> **PROBLÈME À RÉSOUDRE**:
Listez, s'il vous plaît, chaque ligne du matériel ci-dessous qui contient le mot « center », en la recopiant intégralement. La casse compte.

> **Enregistrements du jeu de données**:
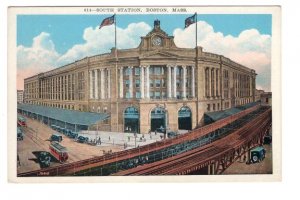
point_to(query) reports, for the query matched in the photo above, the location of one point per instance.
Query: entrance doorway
(185, 118)
(131, 120)
(158, 118)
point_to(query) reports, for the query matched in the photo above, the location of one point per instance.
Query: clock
(157, 41)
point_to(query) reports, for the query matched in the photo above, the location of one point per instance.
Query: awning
(64, 115)
(210, 117)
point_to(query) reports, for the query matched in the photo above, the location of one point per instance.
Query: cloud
(99, 41)
(249, 48)
(42, 55)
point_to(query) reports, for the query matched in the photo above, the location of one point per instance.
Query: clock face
(157, 41)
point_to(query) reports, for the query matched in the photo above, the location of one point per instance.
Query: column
(130, 82)
(250, 80)
(61, 84)
(54, 85)
(142, 85)
(108, 83)
(215, 82)
(102, 84)
(169, 81)
(209, 74)
(121, 82)
(184, 82)
(147, 82)
(174, 81)
(96, 84)
(193, 81)
(67, 87)
(91, 84)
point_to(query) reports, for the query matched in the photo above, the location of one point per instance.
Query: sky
(45, 42)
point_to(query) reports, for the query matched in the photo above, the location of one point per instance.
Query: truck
(257, 154)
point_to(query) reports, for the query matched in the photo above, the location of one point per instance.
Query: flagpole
(116, 72)
(196, 31)
(116, 36)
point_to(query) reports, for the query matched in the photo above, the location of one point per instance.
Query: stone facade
(157, 80)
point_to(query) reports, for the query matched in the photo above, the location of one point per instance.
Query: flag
(190, 20)
(107, 21)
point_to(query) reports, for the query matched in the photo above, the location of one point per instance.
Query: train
(59, 152)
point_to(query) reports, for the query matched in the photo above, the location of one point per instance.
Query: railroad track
(200, 157)
(72, 168)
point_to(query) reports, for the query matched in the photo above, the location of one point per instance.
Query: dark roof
(215, 116)
(64, 115)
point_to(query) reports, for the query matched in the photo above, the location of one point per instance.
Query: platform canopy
(210, 117)
(68, 116)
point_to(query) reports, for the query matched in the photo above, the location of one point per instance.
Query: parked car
(55, 137)
(44, 159)
(82, 139)
(257, 154)
(73, 135)
(171, 134)
(268, 139)
(161, 130)
(20, 134)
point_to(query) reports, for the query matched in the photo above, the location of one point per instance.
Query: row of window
(155, 95)
(153, 70)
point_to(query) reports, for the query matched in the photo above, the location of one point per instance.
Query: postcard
(144, 94)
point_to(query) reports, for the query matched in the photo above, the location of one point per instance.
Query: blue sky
(67, 30)
(49, 41)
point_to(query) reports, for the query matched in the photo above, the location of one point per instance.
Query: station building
(154, 85)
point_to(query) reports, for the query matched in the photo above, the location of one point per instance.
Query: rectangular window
(137, 71)
(208, 107)
(157, 83)
(157, 95)
(137, 83)
(163, 83)
(178, 83)
(127, 82)
(178, 71)
(151, 95)
(127, 71)
(138, 95)
(178, 95)
(151, 84)
(151, 70)
(127, 95)
(157, 71)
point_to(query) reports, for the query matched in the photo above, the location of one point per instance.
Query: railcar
(59, 152)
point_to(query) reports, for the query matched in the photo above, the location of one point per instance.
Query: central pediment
(157, 39)
(158, 55)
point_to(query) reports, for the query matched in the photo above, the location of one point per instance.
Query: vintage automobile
(59, 152)
(73, 135)
(171, 134)
(257, 154)
(21, 121)
(55, 137)
(82, 139)
(268, 139)
(44, 159)
(20, 134)
(161, 130)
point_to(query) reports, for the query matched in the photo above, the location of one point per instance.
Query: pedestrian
(18, 160)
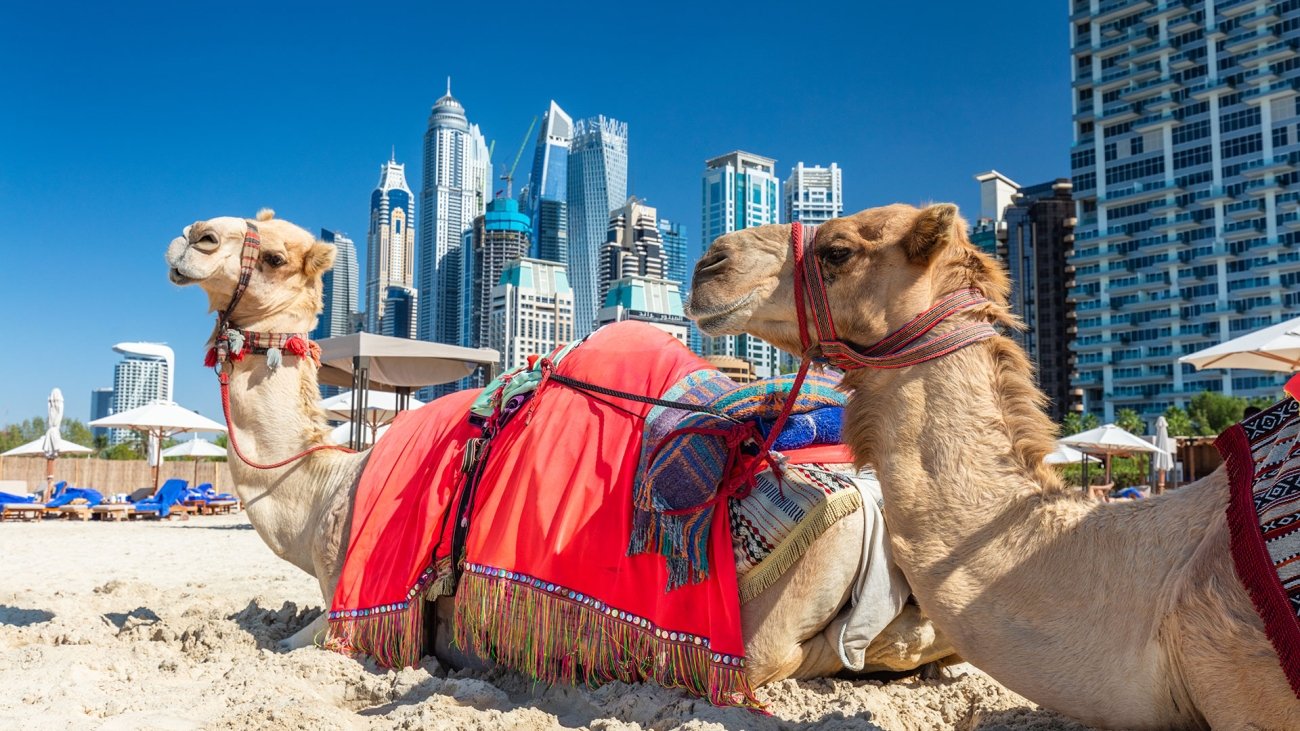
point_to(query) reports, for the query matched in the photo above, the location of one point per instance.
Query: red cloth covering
(547, 588)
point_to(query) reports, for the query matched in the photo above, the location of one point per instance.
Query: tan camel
(1125, 615)
(303, 510)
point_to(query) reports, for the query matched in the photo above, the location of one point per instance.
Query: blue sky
(122, 122)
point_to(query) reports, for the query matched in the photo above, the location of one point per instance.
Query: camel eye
(836, 254)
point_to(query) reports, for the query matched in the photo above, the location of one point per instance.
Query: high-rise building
(454, 191)
(100, 406)
(681, 263)
(1186, 150)
(1034, 234)
(499, 236)
(740, 190)
(632, 246)
(646, 299)
(399, 312)
(389, 242)
(143, 375)
(532, 311)
(545, 198)
(813, 194)
(597, 184)
(338, 290)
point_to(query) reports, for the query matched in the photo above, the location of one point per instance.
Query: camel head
(880, 268)
(285, 290)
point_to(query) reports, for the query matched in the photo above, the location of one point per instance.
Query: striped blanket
(1262, 455)
(689, 461)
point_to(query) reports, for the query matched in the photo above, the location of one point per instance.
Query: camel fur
(303, 510)
(1123, 615)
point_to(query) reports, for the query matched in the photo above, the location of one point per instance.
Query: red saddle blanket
(547, 585)
(1262, 455)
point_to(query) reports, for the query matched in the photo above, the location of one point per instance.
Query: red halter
(233, 344)
(902, 347)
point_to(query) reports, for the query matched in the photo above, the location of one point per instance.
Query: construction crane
(510, 174)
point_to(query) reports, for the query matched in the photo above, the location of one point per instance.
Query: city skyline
(161, 158)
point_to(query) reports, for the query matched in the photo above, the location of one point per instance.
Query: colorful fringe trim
(761, 578)
(557, 635)
(391, 634)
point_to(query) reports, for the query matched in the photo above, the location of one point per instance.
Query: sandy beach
(172, 626)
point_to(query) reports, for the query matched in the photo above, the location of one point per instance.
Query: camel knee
(906, 643)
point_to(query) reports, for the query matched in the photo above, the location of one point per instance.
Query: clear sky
(121, 122)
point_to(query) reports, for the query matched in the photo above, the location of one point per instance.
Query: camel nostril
(711, 263)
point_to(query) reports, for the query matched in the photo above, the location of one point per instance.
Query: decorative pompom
(235, 340)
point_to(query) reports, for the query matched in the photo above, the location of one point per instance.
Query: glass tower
(740, 190)
(597, 185)
(389, 242)
(1186, 146)
(454, 191)
(545, 199)
(339, 289)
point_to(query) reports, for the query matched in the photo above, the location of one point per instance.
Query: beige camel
(1125, 615)
(303, 510)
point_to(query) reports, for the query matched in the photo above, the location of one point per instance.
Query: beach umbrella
(343, 433)
(159, 419)
(378, 409)
(194, 449)
(51, 444)
(1272, 349)
(1109, 441)
(1164, 459)
(1064, 454)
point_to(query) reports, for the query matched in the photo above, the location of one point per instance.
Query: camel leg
(908, 643)
(306, 636)
(1229, 667)
(784, 624)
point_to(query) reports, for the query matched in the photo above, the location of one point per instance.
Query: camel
(1123, 615)
(303, 510)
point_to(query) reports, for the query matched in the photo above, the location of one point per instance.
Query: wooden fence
(112, 476)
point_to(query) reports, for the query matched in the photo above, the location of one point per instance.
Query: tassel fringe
(558, 636)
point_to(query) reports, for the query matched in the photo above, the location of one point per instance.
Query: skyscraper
(454, 191)
(813, 194)
(632, 246)
(338, 290)
(1032, 236)
(389, 242)
(1184, 152)
(499, 237)
(100, 406)
(532, 311)
(545, 200)
(740, 190)
(143, 375)
(597, 184)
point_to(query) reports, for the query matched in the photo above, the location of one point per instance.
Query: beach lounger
(164, 501)
(112, 511)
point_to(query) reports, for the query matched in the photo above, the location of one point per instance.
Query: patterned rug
(1262, 455)
(692, 461)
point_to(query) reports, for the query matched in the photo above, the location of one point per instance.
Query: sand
(172, 626)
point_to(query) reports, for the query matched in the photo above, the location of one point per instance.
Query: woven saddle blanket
(1262, 457)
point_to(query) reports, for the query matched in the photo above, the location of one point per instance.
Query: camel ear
(934, 229)
(319, 259)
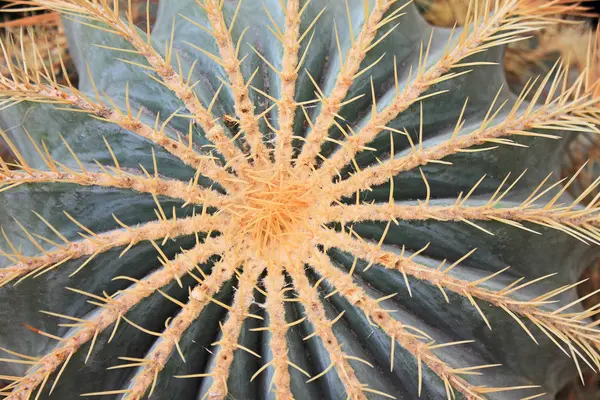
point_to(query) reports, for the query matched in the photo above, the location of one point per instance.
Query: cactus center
(274, 210)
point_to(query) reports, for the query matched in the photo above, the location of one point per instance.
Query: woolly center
(274, 210)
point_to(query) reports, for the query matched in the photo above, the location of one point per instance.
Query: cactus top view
(324, 199)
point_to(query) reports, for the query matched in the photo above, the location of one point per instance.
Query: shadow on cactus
(302, 200)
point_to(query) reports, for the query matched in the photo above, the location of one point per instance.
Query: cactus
(295, 200)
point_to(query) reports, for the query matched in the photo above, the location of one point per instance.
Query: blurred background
(571, 38)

> **RÉPONSE**:
Query: cactus center
Query: woolly center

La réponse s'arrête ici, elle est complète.